■ **REQUIRED TASKS**:
• a. Reproduce the passage on checking list elements against a tuple, starting at "# printing result" and ending at "#2: Using any()", and switch "Auxiliary Space" to "Extra Space".
• b. Answer these questions using the passage on checking list elements against a tuple:
(i) In the first sample input, which value occurs in both the tuple and the list?
(ii) In the Method #1 code, what value is res given before the loop starts?
(iii) What function does Method #2 use?

--- START DOCUMENT ---

Input : test_tup = (4, 5, 10, 9, 3), check_list = [6, 7, 10, 11] 
Output : True 
Explanation : 10 occurs in both tuple and list.

Input : test_tup = (4, 5, 12, 9, 3), check_list = [6, 7, 10, 11] 
Output : False 
Explanation : No common elements. 

Method #1: Using loop

In this, we keep a boolean variable, keeping record of all elements, if found, then returns True, else False.

Python3




# Python3 code to demonstrate working of
# Check if any list element is present in Tuple
# Using loop
 
# initializing tuple
test_tup = (4, 5, 7, 9, 3)
 
# printing original tuple
print("The original tuple is : " + str(test_tup))
 
# initializing list
check_list = [6, 7, 10, 11]
 
res = False
for ele in check_list:
     
    # checking using in operator
    if ele in test_tup :
        res = True
        break
 
# printing result
print("Is any list element present in tuple ? : " + str(res))


Output

The original tuple is : (4, 5, 7, 9, 3)
Is any list element present in tuple ? : True

Time Complexity: O(n), where n is the length of the input list. 
Auxiliary Space: O(1) additional space is not required

Method #2: Using any()

This returns True, if any element of list is found in tuple, test using in operator.

--- END DOCUMENT ---
--- START EXCERPTED RECORDS ---

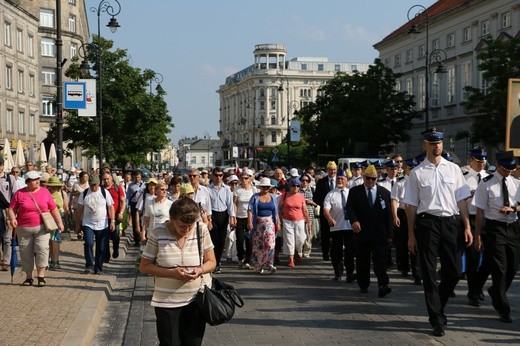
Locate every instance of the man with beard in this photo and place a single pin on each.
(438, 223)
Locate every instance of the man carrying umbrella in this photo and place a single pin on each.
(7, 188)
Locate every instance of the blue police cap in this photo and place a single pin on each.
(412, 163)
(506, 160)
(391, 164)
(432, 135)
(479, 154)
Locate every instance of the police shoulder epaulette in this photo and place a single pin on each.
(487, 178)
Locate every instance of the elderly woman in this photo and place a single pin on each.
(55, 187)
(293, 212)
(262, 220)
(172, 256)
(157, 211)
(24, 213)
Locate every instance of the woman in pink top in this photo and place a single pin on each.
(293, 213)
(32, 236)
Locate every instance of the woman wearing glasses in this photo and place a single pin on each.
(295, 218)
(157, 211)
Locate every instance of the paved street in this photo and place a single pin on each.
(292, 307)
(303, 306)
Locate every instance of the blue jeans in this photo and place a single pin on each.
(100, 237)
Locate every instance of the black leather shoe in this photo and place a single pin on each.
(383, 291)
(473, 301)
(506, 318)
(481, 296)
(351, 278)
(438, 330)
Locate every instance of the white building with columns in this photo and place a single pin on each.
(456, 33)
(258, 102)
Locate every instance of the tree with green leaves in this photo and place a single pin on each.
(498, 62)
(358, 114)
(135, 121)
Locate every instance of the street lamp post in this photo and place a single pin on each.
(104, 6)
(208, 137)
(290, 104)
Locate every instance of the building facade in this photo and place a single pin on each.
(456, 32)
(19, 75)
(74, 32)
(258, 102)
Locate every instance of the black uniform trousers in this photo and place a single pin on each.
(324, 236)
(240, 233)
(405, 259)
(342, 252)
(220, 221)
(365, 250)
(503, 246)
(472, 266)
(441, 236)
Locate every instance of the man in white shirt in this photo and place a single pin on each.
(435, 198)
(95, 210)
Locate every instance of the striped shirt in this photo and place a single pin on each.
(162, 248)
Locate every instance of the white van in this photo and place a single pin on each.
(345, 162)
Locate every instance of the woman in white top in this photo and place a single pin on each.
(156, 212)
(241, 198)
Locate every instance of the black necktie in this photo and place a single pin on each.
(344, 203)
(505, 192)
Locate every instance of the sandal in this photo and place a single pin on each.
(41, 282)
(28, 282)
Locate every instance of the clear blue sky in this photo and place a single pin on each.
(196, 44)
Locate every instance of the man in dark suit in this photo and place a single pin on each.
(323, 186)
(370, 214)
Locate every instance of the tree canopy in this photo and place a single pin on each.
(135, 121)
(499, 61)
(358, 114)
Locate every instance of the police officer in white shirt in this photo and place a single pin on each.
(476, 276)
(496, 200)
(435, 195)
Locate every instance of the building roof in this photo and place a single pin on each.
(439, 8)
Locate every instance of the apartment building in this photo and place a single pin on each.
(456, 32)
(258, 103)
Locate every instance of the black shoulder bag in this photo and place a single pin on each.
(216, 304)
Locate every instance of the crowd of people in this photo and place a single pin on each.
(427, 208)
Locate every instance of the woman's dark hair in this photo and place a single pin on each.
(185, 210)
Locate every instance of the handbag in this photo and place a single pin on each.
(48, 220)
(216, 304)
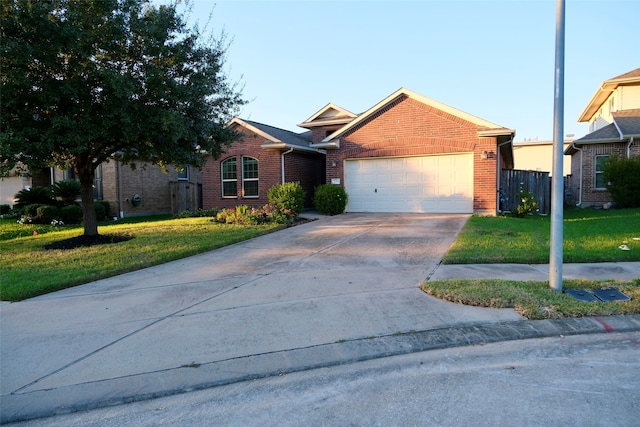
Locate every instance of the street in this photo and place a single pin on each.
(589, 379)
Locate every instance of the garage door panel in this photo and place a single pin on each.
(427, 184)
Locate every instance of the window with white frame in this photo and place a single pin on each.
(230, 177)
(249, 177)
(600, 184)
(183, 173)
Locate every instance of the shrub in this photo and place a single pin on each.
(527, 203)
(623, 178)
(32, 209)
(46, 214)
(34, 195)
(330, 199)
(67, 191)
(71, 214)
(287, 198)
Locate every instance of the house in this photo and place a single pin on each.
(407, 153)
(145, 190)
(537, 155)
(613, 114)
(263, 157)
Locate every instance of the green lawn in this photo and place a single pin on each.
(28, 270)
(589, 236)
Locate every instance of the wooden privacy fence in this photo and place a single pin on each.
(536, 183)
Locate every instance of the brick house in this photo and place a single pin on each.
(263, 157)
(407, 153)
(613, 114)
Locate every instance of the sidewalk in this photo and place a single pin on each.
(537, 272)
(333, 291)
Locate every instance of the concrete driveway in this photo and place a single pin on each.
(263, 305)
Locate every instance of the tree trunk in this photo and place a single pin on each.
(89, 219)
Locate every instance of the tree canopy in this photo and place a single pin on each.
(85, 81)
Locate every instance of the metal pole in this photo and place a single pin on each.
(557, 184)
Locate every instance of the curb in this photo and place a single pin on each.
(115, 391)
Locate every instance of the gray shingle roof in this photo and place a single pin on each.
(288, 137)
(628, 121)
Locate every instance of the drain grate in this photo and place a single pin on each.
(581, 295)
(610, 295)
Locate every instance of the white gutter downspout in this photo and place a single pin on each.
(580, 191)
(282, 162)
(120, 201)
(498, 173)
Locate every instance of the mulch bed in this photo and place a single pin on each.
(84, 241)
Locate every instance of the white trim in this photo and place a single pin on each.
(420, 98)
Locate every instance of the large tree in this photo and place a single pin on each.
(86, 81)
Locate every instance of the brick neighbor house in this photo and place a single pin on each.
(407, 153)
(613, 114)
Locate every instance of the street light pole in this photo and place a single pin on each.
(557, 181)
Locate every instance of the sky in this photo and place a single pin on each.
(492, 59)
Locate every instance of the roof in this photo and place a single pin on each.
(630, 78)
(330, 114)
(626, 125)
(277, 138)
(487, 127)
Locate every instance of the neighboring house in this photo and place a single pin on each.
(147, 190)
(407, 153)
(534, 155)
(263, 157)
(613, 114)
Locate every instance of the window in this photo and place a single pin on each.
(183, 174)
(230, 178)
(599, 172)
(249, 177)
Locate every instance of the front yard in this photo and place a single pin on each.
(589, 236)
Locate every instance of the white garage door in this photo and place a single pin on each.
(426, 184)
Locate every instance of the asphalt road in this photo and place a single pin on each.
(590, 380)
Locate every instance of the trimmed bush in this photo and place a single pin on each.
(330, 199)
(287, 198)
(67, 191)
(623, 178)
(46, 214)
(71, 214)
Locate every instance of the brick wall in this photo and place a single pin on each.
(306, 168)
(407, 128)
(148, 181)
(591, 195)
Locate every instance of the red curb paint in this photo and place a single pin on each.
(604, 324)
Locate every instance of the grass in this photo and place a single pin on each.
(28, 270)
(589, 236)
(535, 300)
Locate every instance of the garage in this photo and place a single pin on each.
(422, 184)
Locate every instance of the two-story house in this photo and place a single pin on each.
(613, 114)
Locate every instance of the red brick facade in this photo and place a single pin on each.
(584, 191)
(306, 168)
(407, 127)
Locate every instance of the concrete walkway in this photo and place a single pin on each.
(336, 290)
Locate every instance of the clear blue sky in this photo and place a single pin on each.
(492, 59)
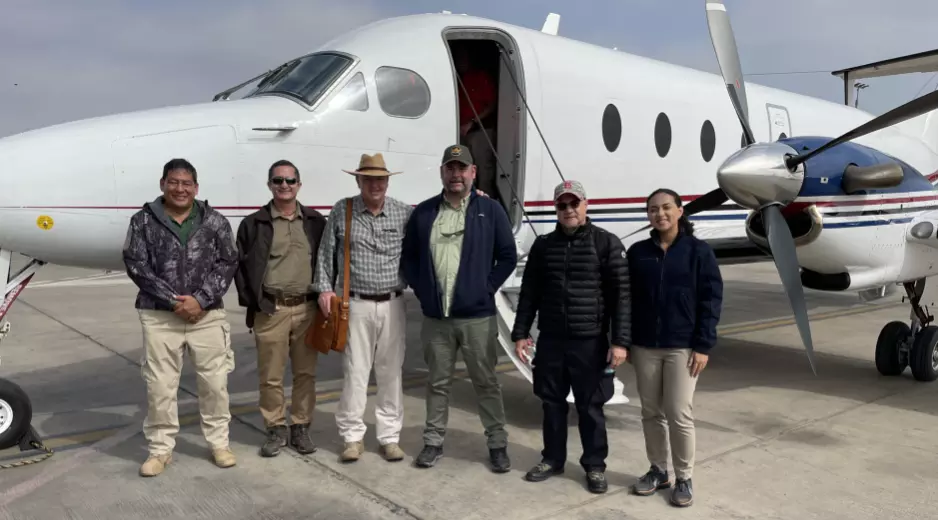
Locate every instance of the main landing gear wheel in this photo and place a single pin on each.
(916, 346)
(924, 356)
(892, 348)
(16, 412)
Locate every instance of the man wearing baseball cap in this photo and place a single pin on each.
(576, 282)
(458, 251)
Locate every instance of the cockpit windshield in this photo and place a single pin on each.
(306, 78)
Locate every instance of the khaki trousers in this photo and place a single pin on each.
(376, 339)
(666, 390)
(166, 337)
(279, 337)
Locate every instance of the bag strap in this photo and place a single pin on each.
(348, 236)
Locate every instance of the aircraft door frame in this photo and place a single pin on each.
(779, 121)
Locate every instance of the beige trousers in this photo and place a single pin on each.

--- END EXCERPTED RECORDS ---

■ **PER-TASK OUTPUTS**:
• a.
# printing result
print("Is any list element present in tuple ? : " + str(res))


Output

The original tuple is : (4, 5, 7, 9, 3)
Is any list element present in tuple ? : True

Time Complexity: O(n), where n is the length of the input list. 
Extra Space: O(1) additional space is not required

Method #2: Using any()

• b.
(i) 10
(ii) False
(iii) any()